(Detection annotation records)

::::::::::

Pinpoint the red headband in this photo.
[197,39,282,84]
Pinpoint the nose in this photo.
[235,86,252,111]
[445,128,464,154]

::::::::::

● What is required
Give back all of the items above unchanged, line for line.

● Exercise output
Pinpoint the red headband in this photo.
[197,39,282,84]
Pinpoint the nose in this photo.
[235,86,252,111]
[445,128,464,154]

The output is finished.